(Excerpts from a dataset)
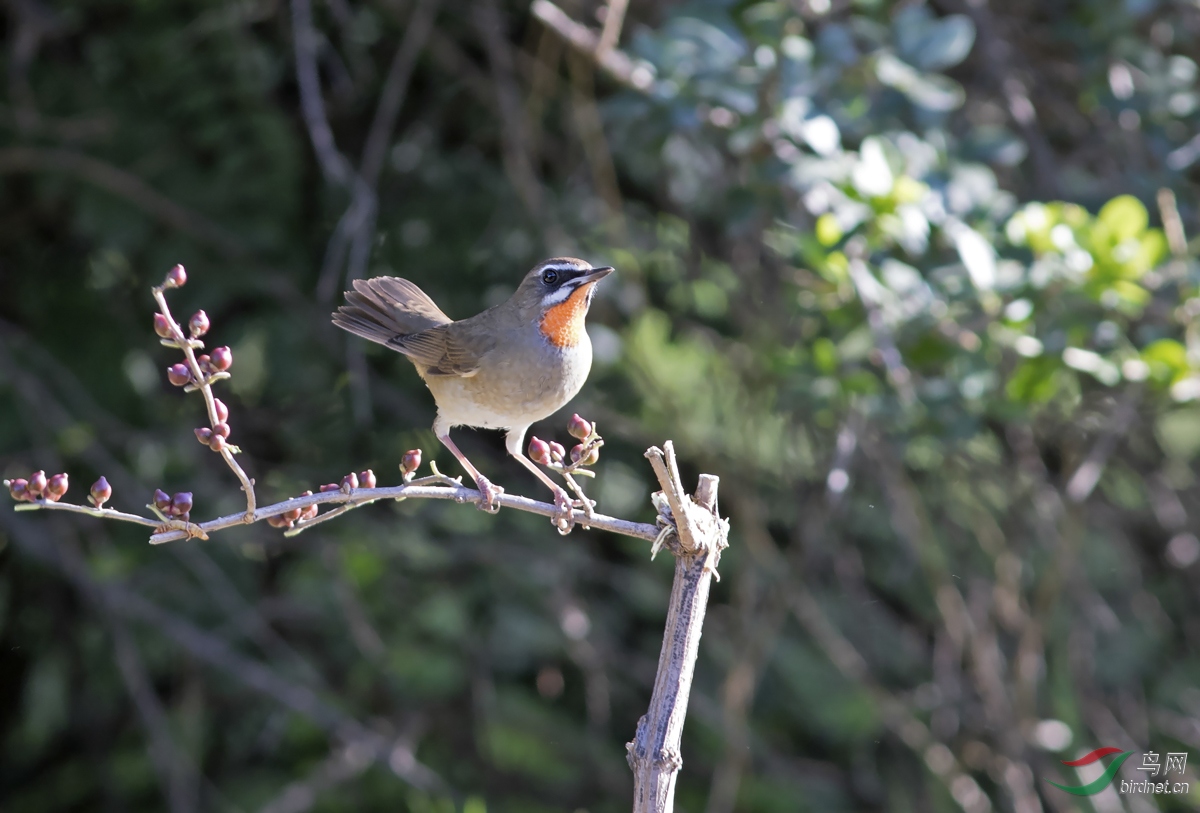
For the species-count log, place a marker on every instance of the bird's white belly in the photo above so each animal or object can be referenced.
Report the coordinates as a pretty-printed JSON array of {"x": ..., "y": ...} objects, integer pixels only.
[{"x": 504, "y": 395}]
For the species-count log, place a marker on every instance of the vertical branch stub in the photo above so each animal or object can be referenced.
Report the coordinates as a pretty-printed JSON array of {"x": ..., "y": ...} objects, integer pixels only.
[{"x": 654, "y": 754}]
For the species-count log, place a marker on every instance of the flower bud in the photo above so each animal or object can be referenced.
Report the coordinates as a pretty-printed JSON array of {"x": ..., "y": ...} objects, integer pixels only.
[
  {"x": 181, "y": 503},
  {"x": 577, "y": 452},
  {"x": 18, "y": 489},
  {"x": 539, "y": 451},
  {"x": 100, "y": 493},
  {"x": 222, "y": 359},
  {"x": 161, "y": 500},
  {"x": 198, "y": 325},
  {"x": 411, "y": 462},
  {"x": 579, "y": 427},
  {"x": 57, "y": 487},
  {"x": 179, "y": 374},
  {"x": 161, "y": 325}
]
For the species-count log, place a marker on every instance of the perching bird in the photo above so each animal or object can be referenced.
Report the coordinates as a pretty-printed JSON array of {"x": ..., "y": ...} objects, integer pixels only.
[{"x": 504, "y": 368}]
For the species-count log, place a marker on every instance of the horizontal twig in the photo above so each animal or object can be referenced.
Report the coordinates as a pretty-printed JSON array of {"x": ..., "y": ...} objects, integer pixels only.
[{"x": 349, "y": 498}]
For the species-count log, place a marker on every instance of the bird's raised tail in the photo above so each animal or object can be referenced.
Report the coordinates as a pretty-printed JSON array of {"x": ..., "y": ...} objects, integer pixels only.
[{"x": 384, "y": 308}]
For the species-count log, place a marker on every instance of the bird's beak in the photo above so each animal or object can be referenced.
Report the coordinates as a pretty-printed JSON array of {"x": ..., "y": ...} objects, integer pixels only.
[{"x": 594, "y": 275}]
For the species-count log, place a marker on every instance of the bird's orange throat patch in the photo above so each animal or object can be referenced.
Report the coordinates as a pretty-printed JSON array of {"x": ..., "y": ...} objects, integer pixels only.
[{"x": 563, "y": 323}]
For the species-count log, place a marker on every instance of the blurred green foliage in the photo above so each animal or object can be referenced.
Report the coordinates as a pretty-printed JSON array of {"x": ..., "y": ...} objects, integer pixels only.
[{"x": 913, "y": 278}]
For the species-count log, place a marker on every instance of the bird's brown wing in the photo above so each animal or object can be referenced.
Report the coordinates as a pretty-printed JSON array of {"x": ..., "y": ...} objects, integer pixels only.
[
  {"x": 447, "y": 349},
  {"x": 385, "y": 308}
]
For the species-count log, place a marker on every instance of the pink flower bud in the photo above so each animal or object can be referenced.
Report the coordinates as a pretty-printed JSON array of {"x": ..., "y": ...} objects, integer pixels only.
[
  {"x": 222, "y": 359},
  {"x": 162, "y": 326},
  {"x": 18, "y": 489},
  {"x": 539, "y": 451},
  {"x": 179, "y": 374},
  {"x": 411, "y": 462},
  {"x": 579, "y": 428},
  {"x": 181, "y": 503},
  {"x": 577, "y": 452},
  {"x": 198, "y": 325},
  {"x": 100, "y": 493},
  {"x": 57, "y": 487}
]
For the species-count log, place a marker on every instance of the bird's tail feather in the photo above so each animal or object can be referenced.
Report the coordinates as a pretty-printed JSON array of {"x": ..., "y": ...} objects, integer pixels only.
[{"x": 385, "y": 308}]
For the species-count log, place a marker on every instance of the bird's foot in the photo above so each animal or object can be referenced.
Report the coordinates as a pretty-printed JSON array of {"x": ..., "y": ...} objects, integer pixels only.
[
  {"x": 491, "y": 494},
  {"x": 564, "y": 512}
]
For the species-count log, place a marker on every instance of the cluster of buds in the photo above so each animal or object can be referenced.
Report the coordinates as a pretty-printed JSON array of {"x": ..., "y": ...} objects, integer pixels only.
[
  {"x": 552, "y": 453},
  {"x": 37, "y": 487},
  {"x": 409, "y": 463},
  {"x": 219, "y": 434},
  {"x": 100, "y": 493},
  {"x": 175, "y": 506},
  {"x": 289, "y": 518}
]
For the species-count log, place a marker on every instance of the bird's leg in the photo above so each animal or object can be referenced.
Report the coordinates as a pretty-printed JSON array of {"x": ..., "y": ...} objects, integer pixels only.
[
  {"x": 491, "y": 492},
  {"x": 565, "y": 517}
]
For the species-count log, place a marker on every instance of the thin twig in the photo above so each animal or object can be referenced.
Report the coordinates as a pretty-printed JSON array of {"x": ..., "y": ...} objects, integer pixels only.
[
  {"x": 203, "y": 383},
  {"x": 654, "y": 753},
  {"x": 353, "y": 498}
]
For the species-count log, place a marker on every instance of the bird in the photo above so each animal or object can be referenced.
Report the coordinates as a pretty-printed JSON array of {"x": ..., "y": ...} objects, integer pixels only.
[{"x": 505, "y": 368}]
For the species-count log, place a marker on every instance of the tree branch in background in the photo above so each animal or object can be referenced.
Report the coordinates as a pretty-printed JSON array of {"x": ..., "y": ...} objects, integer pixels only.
[
  {"x": 611, "y": 60},
  {"x": 124, "y": 185}
]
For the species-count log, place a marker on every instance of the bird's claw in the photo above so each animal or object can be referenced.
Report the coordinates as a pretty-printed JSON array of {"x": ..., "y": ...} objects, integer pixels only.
[{"x": 491, "y": 495}]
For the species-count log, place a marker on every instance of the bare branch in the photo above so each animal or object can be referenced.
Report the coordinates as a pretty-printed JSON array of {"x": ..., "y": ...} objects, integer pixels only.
[
  {"x": 611, "y": 60},
  {"x": 701, "y": 535}
]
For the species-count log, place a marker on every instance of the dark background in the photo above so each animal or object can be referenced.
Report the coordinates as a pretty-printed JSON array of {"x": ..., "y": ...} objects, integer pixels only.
[{"x": 953, "y": 425}]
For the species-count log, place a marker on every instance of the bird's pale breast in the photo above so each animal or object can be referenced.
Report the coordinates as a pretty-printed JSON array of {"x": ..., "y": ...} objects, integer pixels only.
[{"x": 515, "y": 385}]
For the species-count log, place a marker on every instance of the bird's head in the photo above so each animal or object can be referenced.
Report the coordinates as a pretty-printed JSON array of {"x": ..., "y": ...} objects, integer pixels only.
[{"x": 557, "y": 294}]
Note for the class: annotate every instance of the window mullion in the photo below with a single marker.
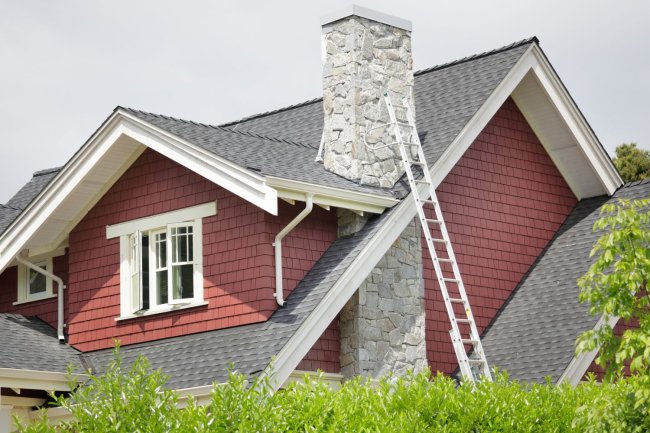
(170, 265)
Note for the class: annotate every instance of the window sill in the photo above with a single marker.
(166, 309)
(42, 298)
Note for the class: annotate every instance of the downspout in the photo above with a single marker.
(309, 205)
(60, 288)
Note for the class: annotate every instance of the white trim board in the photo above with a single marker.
(579, 364)
(312, 328)
(76, 185)
(186, 214)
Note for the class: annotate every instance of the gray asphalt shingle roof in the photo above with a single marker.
(268, 156)
(446, 98)
(529, 338)
(30, 190)
(7, 216)
(200, 359)
(534, 334)
(34, 345)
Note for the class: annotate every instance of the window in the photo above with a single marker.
(33, 286)
(161, 260)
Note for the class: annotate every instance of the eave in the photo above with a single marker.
(33, 379)
(45, 223)
(327, 196)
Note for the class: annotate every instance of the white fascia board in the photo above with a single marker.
(33, 379)
(577, 124)
(16, 236)
(304, 338)
(333, 380)
(312, 328)
(160, 220)
(477, 123)
(579, 364)
(329, 196)
(236, 179)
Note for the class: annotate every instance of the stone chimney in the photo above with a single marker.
(365, 53)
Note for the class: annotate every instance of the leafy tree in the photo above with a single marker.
(120, 400)
(616, 286)
(633, 163)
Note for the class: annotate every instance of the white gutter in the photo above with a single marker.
(60, 288)
(309, 205)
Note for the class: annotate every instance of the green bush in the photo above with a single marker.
(135, 400)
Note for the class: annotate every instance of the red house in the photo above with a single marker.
(282, 235)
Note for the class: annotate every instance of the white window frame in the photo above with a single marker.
(130, 234)
(23, 282)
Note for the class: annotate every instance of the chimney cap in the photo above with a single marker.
(370, 14)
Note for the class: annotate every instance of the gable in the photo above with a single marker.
(503, 201)
(238, 264)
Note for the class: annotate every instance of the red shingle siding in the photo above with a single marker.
(46, 309)
(326, 352)
(237, 248)
(503, 201)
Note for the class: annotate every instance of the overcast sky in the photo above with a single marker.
(66, 64)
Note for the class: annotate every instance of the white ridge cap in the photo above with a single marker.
(370, 14)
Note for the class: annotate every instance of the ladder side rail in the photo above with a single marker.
(461, 355)
(474, 334)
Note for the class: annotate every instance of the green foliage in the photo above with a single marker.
(633, 163)
(120, 400)
(135, 400)
(615, 286)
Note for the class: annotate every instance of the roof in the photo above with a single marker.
(30, 190)
(533, 336)
(20, 200)
(7, 215)
(201, 359)
(447, 96)
(276, 157)
(34, 345)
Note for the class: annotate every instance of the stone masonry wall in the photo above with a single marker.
(362, 60)
(382, 326)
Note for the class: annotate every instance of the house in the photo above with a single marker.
(281, 236)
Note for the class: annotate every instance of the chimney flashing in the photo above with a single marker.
(367, 13)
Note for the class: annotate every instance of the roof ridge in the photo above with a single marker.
(221, 128)
(532, 39)
(635, 183)
(266, 137)
(267, 113)
(47, 171)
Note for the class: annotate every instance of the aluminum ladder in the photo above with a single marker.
(461, 318)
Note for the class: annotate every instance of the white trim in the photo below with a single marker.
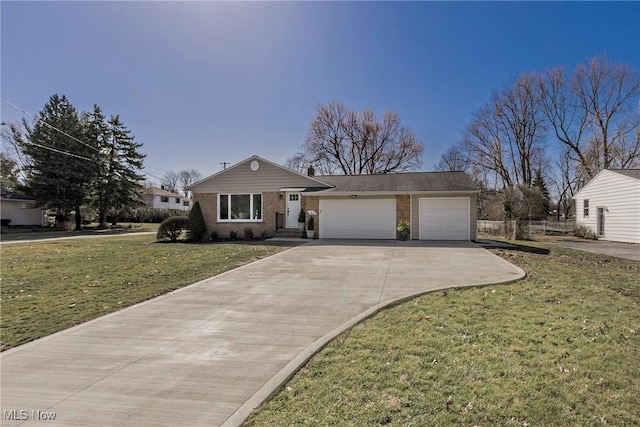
(254, 157)
(236, 220)
(330, 193)
(467, 222)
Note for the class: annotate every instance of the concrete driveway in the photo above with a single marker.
(208, 354)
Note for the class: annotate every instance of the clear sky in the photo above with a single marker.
(200, 83)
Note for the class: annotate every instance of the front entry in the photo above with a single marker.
(293, 209)
(600, 220)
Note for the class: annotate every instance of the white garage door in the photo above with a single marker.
(357, 218)
(444, 218)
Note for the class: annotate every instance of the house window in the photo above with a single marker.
(585, 208)
(240, 207)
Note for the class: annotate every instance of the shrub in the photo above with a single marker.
(196, 226)
(248, 233)
(584, 233)
(171, 228)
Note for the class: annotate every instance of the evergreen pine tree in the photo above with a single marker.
(196, 226)
(95, 129)
(62, 166)
(123, 184)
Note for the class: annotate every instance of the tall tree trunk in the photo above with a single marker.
(78, 219)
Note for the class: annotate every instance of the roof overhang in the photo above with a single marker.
(331, 193)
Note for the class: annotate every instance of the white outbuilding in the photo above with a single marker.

• DESCRIPTION OF THE TASK: Extract every line from the one with "Note for the class: annotate every instance of the white garage" down to the final line above, both included, exactly as written.

• RESULT OF THIS EXERCISE:
Note for the class: annotate every instance of the white garage door in the photo above with a single marker.
(357, 218)
(444, 218)
Note for the class: annotate every instance of the house window in the photo above with a single marker.
(585, 208)
(240, 207)
Note for the class: annotate every instance of the shrub in the photo above with a single marker.
(196, 226)
(248, 233)
(584, 233)
(171, 228)
Note for the class: annotate every instance of the evergreen pine tree in the photo above with a single marker.
(196, 226)
(95, 129)
(62, 166)
(123, 184)
Note for the class: annotate every instance of the tall tree trunk in the photo above with a single marker.
(78, 219)
Note for the class: annotate every instance of the roof overhang in the photo above with a single marker.
(331, 193)
Note for the class: annotate every instance of the white outbuilding in the photo above with a single marker.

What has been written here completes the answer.